Data shown:
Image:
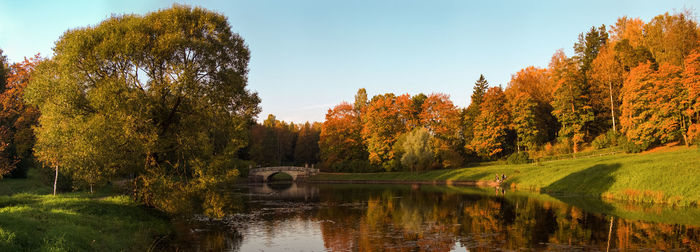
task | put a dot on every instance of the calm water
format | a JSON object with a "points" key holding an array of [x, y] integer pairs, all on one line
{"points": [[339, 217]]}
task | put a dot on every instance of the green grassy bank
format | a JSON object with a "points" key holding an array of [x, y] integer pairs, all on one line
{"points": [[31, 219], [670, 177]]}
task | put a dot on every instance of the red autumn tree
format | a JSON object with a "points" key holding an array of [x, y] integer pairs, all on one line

...

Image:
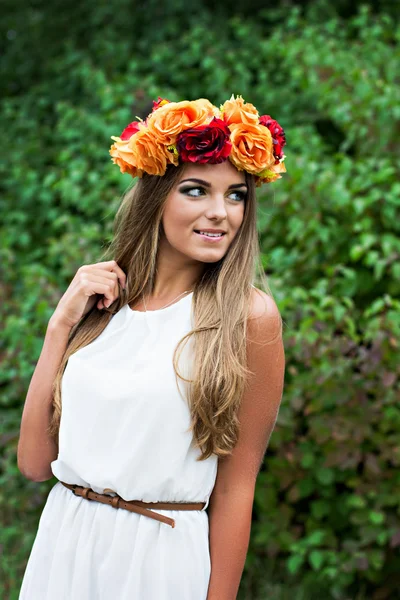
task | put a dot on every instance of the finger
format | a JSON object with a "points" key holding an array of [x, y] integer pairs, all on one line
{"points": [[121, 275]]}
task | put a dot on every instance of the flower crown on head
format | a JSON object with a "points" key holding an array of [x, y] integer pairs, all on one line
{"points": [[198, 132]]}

--

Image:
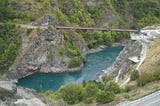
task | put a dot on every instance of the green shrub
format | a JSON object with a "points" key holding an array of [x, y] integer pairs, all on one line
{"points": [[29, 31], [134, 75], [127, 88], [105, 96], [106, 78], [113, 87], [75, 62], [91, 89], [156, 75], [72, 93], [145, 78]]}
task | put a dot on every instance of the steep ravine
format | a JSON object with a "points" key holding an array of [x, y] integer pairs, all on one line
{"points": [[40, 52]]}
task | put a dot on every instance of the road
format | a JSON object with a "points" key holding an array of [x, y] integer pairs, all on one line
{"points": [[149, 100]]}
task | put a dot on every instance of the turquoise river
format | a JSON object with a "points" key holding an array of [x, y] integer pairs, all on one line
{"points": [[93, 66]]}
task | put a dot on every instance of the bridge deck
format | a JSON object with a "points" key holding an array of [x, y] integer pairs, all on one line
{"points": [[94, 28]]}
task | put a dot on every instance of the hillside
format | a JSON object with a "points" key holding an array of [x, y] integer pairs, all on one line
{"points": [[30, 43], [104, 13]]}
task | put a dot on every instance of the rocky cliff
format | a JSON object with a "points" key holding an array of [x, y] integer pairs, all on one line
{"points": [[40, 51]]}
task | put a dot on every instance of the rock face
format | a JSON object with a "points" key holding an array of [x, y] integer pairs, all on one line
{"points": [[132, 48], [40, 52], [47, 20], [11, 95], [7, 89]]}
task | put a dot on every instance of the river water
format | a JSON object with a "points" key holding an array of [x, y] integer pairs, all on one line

Instructions for the task:
Extract each line of the rows above that contains the string "green". Case matters, so a match must have the same capitalization.

Reply to the exercise:
task | put a dot on every instance of the green grassy bank
task | put a dot on every instance of the green shrub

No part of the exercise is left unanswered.